** Passage follows **

By VICTORIA ALVAREZ
On Friday, Oct. 10, Lynn welcomed student leaders from all over the world for the Millennium Campus Conference.
After the opening ceremonies finished, the Millennium Pool Party began at Lynn’s very own pool. Hosted by the Thirst Project, an organization that seeks to bring clean water to struggling countries, the pool party was a great way to kickoff the rest of the conference.
With white and blue decorations covering the area, lights in the pool and water guns available to play with, the pool party was inviting and fun for all of the delegates and students alike.
The event, planned and co-hosted by the Student Activities Board (SAB), brought all of the delegates together with good music, tasty food and a fun atmosphere.
“I had a great time at the Millennium Pool Party. The music was great and the food trucks offered the best food,” said Colleen O’Connell, freshman. “It was nice to meet new people and hang out with friends while learning about so many different projects that the MCC delegates were a part of. It was definitely an awesome event.”
Although the pool party served as a great social event, there was more to it than just great food and music. An hour into the party, Evan Wesley Education Coordinator of the Thirst Project and speaker, took the microphone and was able to grab everyone’s attention through a rap he wrote. After the clapping died down, he took things to a serious level and gave the hard facts to the crowd.
“We live in a world where one billion people don’t have access to safe drinking water,” said Wesley. “Every 21 seconds, a child dies of water related diseases.”
Wesley went on to show pictures in a slideshow that showed the crowd the bad conditions and contaminated water that people in countries like Uganda live in and consume.
The Thirst Project, originally started by seven college students, aims to change communities globally by bringing clean water to people that do not have access to it.
Today, the organization has spread to various middle schools, high schools and universities and has raised over $8 million in five years and provided over 300,000 people with safe, clean water.
As Wesley finished up his speech, he zeroed in on the fact that all of the delegates were there because they were leaders ready to make a change to global communities and the people living in them.
Before he let the crowd get back to their music, food, water gun fights and good conversation, he left them with this thought, “This weekend, in this celebration, let’s go change nations.”

** End of Passage **

Answer these questions from the article about the Millennium Pool Party:
1. Which organization hosted the pool party?
2. How many college students originally started that organization?
3. According to Wesley, how often does a child die of water related diseases?

** Information provided follows **

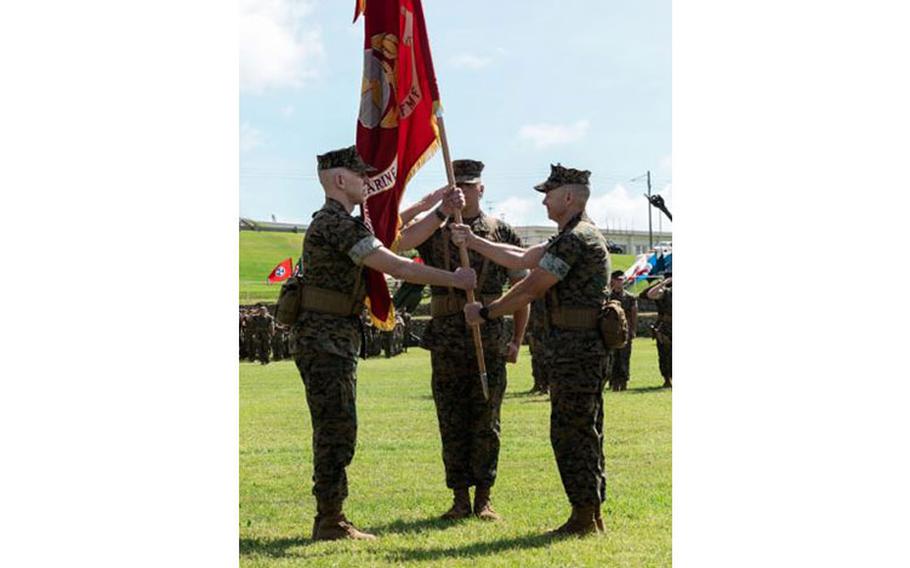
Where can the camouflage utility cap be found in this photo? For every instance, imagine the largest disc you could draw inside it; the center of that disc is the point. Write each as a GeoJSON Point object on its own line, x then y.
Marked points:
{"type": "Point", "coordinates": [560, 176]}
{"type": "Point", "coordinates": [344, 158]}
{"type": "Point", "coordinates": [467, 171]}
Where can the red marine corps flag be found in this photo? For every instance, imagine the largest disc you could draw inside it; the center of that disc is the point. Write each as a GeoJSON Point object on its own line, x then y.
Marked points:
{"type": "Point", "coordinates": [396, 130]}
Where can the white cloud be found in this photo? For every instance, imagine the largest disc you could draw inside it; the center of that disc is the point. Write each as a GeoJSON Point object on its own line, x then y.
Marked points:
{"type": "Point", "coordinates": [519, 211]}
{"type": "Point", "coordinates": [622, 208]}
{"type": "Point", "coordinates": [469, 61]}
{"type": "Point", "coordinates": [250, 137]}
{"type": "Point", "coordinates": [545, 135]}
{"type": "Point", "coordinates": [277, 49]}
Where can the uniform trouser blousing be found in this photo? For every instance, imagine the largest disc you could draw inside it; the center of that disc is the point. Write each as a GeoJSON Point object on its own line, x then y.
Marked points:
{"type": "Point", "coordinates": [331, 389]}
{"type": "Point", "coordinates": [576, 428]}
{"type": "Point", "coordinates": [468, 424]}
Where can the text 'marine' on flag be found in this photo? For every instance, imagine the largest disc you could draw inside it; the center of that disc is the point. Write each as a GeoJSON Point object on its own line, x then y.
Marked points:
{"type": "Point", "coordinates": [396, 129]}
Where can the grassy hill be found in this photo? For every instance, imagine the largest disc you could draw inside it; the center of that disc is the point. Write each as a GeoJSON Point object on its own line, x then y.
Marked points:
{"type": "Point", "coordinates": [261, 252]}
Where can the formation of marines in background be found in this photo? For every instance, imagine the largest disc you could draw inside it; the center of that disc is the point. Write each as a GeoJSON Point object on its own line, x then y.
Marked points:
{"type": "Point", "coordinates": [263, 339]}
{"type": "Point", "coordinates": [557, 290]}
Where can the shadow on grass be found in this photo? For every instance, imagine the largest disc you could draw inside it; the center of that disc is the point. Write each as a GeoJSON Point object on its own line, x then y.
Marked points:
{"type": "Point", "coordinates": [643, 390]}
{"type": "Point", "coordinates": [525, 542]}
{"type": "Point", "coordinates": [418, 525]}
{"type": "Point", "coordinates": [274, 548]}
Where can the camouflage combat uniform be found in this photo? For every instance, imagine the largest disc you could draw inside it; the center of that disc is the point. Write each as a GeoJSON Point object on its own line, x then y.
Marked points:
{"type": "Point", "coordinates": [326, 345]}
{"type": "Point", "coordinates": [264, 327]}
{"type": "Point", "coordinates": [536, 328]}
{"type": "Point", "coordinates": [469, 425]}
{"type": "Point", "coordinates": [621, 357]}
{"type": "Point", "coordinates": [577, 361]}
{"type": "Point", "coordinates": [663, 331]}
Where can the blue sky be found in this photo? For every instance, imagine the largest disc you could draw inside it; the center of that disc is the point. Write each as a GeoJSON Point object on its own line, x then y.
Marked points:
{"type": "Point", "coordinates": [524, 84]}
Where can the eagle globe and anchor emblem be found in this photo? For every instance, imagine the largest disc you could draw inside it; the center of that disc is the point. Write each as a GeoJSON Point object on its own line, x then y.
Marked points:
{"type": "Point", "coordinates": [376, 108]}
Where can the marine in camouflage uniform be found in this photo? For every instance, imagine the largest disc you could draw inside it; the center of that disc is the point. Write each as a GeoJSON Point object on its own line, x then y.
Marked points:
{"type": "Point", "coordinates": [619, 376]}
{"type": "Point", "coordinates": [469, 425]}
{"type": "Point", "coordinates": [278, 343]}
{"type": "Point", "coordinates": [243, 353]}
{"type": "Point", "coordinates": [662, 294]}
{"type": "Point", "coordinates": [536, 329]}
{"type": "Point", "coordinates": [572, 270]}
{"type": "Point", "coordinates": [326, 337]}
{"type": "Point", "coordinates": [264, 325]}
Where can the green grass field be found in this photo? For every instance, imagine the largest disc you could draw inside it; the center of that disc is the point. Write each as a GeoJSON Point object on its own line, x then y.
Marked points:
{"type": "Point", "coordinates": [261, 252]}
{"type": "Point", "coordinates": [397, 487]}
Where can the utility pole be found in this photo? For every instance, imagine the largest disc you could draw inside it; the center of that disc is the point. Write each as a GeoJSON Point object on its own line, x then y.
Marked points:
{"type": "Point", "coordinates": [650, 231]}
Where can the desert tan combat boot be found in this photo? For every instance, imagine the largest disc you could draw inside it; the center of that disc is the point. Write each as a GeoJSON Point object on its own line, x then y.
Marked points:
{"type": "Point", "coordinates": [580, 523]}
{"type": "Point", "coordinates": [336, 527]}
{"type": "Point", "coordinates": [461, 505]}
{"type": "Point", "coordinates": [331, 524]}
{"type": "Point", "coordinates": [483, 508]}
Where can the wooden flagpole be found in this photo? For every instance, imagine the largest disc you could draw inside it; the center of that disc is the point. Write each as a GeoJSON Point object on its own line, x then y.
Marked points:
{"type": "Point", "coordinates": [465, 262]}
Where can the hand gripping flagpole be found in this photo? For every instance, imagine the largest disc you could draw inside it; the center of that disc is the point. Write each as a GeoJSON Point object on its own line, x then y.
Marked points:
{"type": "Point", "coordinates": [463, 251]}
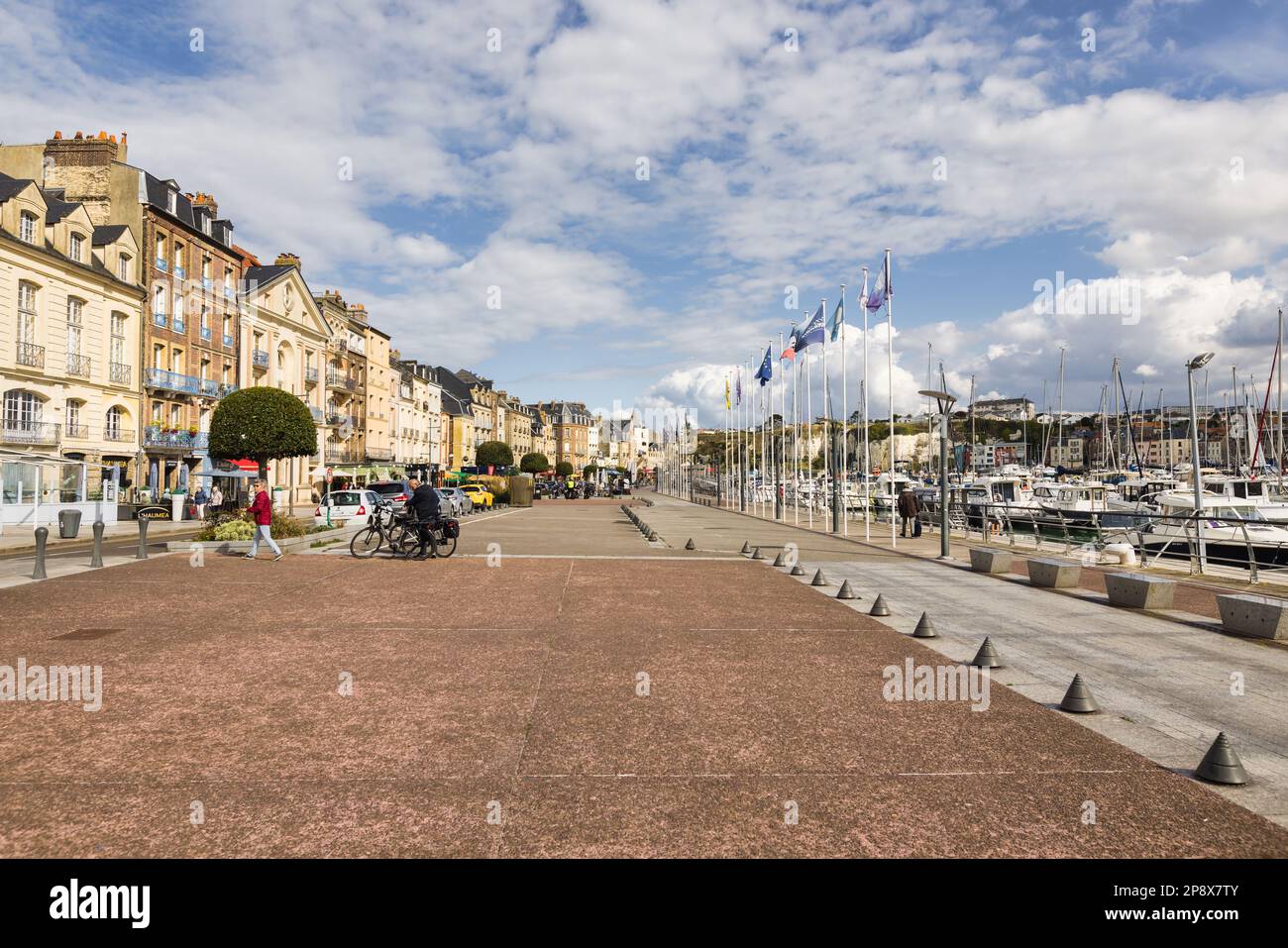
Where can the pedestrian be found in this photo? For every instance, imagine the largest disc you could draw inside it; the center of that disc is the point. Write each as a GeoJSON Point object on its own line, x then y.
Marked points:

** End of Information provided **

- Written answer -
1. The Thirst Project
2. Seven
3. Every 21 seconds